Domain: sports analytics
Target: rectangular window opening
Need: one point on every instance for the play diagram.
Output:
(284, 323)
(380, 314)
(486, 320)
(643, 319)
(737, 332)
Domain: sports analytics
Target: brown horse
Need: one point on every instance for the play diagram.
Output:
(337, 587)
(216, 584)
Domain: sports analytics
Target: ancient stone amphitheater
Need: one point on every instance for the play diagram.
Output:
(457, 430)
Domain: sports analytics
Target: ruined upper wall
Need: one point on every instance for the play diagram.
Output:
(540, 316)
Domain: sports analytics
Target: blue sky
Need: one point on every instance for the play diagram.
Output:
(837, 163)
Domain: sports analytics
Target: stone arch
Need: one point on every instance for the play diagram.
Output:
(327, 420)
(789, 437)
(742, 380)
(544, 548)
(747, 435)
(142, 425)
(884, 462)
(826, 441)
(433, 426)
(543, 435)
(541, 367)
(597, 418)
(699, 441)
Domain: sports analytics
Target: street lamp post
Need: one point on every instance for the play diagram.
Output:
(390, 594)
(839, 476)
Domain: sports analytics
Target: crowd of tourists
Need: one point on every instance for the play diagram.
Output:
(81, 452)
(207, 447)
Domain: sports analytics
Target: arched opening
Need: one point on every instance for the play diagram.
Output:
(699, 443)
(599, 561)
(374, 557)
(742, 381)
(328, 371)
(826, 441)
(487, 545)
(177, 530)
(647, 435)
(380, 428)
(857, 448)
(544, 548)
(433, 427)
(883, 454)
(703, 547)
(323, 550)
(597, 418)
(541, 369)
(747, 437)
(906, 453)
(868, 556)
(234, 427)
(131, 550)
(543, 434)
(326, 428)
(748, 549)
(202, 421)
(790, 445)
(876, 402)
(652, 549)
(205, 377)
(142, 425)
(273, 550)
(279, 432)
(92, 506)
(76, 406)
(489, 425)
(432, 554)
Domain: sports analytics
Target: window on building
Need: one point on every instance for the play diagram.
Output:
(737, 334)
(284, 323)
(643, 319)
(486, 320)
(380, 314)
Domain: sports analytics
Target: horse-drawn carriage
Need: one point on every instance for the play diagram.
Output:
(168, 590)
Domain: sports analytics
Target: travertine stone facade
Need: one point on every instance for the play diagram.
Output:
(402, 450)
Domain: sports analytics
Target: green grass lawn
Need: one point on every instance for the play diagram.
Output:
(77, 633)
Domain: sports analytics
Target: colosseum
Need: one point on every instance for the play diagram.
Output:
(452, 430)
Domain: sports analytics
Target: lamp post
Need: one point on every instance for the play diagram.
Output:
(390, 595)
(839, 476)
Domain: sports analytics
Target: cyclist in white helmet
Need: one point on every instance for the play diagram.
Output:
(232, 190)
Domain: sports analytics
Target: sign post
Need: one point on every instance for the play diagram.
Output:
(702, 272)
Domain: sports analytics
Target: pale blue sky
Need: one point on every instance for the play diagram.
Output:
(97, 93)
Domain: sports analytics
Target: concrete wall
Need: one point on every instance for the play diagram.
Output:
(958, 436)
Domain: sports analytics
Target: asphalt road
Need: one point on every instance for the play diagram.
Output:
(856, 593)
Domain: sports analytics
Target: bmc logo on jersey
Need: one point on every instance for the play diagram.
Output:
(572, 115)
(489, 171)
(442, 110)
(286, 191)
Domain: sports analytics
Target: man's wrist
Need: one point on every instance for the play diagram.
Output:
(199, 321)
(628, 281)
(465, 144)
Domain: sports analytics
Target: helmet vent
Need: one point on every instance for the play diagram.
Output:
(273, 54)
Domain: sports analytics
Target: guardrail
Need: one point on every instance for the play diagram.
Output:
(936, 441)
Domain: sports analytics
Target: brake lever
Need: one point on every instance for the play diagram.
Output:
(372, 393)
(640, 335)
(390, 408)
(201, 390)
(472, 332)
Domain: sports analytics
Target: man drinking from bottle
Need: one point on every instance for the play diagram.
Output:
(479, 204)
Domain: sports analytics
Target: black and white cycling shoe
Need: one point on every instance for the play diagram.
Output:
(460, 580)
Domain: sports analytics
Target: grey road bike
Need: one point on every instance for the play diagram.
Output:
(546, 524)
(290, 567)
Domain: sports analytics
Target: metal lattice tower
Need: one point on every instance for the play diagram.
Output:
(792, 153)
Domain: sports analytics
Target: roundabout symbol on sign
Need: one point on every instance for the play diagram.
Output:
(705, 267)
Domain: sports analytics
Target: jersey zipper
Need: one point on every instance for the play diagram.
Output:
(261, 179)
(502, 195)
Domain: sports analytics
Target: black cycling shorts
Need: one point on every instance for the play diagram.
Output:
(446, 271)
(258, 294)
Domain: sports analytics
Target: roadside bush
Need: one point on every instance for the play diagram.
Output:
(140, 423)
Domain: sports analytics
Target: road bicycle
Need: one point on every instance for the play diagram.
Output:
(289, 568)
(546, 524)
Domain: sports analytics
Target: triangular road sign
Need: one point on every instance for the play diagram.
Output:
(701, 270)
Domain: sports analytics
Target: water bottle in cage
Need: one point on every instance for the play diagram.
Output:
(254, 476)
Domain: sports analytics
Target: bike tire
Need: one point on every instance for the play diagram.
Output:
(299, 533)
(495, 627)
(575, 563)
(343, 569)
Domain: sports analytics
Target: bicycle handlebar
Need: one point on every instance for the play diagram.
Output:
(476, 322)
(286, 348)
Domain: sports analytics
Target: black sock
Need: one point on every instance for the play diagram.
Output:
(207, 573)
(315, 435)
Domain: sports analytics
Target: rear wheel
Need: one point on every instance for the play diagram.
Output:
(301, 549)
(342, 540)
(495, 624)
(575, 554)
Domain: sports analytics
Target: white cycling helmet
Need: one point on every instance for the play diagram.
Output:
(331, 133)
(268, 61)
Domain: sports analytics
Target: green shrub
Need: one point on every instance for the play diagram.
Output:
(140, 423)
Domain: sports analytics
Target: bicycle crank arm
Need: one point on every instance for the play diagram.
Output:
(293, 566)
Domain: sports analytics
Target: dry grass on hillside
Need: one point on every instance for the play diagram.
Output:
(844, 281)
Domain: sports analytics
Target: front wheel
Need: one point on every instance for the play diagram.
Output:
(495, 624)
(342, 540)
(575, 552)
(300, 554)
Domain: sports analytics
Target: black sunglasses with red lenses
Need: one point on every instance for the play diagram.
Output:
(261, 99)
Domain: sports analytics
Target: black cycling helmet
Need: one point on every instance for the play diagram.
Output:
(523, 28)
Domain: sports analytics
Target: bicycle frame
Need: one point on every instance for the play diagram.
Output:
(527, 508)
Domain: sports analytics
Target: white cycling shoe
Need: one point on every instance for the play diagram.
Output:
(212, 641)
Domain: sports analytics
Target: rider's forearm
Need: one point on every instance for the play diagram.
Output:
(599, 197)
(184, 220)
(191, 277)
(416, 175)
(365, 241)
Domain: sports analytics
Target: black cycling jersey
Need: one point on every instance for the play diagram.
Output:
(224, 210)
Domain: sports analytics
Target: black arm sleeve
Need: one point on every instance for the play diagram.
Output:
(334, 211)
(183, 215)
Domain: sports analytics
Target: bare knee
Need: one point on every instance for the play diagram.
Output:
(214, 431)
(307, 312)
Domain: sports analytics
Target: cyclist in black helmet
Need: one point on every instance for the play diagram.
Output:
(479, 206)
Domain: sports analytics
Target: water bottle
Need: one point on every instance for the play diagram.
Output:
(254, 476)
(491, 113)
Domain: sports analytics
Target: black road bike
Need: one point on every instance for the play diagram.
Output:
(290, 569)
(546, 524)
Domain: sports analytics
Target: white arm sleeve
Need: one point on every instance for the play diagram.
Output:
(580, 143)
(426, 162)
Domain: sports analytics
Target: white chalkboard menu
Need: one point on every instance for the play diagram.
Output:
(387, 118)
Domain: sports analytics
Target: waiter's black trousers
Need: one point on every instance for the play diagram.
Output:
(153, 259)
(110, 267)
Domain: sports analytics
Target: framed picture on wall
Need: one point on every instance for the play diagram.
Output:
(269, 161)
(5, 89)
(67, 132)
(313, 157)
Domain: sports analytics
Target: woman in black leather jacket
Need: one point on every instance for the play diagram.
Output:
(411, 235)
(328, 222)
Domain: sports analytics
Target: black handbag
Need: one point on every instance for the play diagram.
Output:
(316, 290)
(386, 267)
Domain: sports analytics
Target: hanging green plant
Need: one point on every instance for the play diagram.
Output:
------------------------------------
## [EXERCISE GOAL]
Could you show every line of the material that includes the string "helmet"?

## [THE COMPLETED TASK]
Target: cyclist in white helmet
Target: helmet vent
Target: white cycling helmet
Target: black cycling helmet
Target: cyclist in black helmet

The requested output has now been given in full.